Requirements:
Copy out the entries exactly, from the first line to the last.

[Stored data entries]
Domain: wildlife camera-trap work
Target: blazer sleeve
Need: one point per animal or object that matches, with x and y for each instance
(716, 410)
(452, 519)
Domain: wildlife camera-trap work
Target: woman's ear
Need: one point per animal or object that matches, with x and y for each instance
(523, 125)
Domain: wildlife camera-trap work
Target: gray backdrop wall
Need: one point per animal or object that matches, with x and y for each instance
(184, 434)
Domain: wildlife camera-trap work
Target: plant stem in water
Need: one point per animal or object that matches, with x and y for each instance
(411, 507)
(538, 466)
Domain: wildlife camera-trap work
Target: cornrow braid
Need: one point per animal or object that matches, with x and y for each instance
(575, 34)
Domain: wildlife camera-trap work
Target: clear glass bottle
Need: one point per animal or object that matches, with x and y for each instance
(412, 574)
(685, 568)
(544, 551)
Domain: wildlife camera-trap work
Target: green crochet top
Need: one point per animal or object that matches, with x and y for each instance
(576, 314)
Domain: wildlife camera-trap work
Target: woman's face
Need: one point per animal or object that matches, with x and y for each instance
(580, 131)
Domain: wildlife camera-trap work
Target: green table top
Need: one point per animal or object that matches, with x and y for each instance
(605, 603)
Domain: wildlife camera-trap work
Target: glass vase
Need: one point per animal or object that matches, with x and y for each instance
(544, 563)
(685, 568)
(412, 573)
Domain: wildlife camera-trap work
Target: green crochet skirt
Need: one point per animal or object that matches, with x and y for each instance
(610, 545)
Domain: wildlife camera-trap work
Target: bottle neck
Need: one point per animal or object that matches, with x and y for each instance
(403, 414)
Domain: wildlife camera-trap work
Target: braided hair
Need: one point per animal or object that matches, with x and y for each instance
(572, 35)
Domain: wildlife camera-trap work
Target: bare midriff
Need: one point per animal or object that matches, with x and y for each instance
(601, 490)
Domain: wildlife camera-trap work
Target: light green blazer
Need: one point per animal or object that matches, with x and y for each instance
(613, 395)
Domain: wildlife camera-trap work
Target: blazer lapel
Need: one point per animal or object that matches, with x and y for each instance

Correct output:
Domain: wildlife camera-trap work
Target: blazer sleeve
Need: one point per animal or object that matches, with x and y for each instance
(716, 410)
(452, 519)
Domain: wildlife camera-trap work
Target: woman's ear
Need: one point per animal or object that matches, with x and y for each instance
(523, 125)
Domain: wildlife camera-trap work
Target: gray backdrop wall
Need: one point per animal or object that matches, with x and y for each instance
(184, 434)
Domain: wildlife camera-trap work
Target: plant stem in water
Need: one point per animal or object that matches, with x and y for each instance
(411, 507)
(538, 466)
Domain: wildlife camera-trap work
Target: cornrow braid
Need: one point per animal or object that matches, with x and y for each instance
(575, 34)
Domain: wildlife camera-trap work
Target: clear glass bottle
Need: one point per animal or object that matches, with x and y for each instance
(412, 574)
(685, 568)
(544, 551)
Domain: wildlife camera-trap work
Target: green crochet top
Need: one point per animal or object that matches, with x and y for each instance
(576, 314)
Domain: wildlife camera-trap work
Target: woman's face
Need: one point per animal or object that matches, with x and y for each instance
(580, 131)
Domain: wildlife camera-trap work
Target: green table top
Need: one point per animal or object that matches, with x and y for each instance
(605, 603)
Domain: wildlife camera-trap work
Target: glass vase
Need: one point per animal or object that matches, with x and y for each instance
(544, 563)
(685, 568)
(412, 573)
Domain: wildlife camera-trap work
Target: green crochet skirt
Need: one point per animal or object that matches, with x and y for each instance
(610, 545)
Domain: wildlife camera-trap work
Target: bottle neck
Need: one point per animal or object that matches, with x and y for each instance
(403, 414)
Domain: wildlife camera-trap work
Target: braided hair
Need: one point per animal or object that matches, with x and y for each instance
(572, 35)
Domain: wildlife camera-trap work
Target: bare midriff
Need: one point per animal or object that matches, with x and y for each instance
(601, 490)
Domain: wildlife camera-trap work
Target: light green blazer
Need: one point per animal or object that matches, with x and y for each instance
(613, 395)
Domain: wildlife camera-trap work
Target: blazer lapel
Need: one point per animal or object that matches, with x and y for each instance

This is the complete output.